- [Text extract]
-.-.-

Kenneth Baker, Margaret Thatcher's education secretary, has been in a war of words with one of his successors. 

By Patrick Maguire

When I meet Kenneth Baker, once Margaret Thatcher’s reforming education secretary, conversation quickly turns to an unexpected coincidence. We are old boys of the same school: a sixth-form college in Southport that was, in Baker’s day, the local grammar. Fittingly for a man enraged by the exclusion of technical subjects from the modern curriculum, he can only recall one lesson: carpentry.

Seven decades on, Lord Baker – who counts Sats, the national curriculum, league tables, and student loans among his innovations – is still preoccupied with technical education. His charity, the Baker Dearing Educational Trust, oversees university technical colleges (UTCs), the specialist free schools that work with businesses and higher education institutions to provide a vocational curriculum for students aged 14-19. He is also a working peer, and a doughty evangelist for technical education and apprenticeships in the upper chamber.

-.-.-

- [Dataset excerpt]
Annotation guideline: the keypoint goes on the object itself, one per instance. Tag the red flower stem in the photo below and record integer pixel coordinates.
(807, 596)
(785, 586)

-.-.-

- [Requests]
1. In the profile of Kenneth Baker, what is the one school lesson Baker can still recall?
2. List every innovation that the profile of Kenneth Baker says he counts among his own.
3. Quote the passage of the Kenneth Baker profile between "When I meet" and "one lesson: carpentry.", inclusive.

- [Results in order]
1. Carpentry.

2. Sats, the national curriculum, league tables, student loans

3.
When I meet Kenneth Baker, once Margaret Thatcher’s reforming education secretary, conversation quickly turns to an unexpected coincidence. We are old boys of the same school: a sixth-form college in Southport that was, in Baker’s day, the local grammar. Fittingly for a man enraged by the exclusion of technical subjects from the modern curriculum, he can only recall one lesson: carpentry.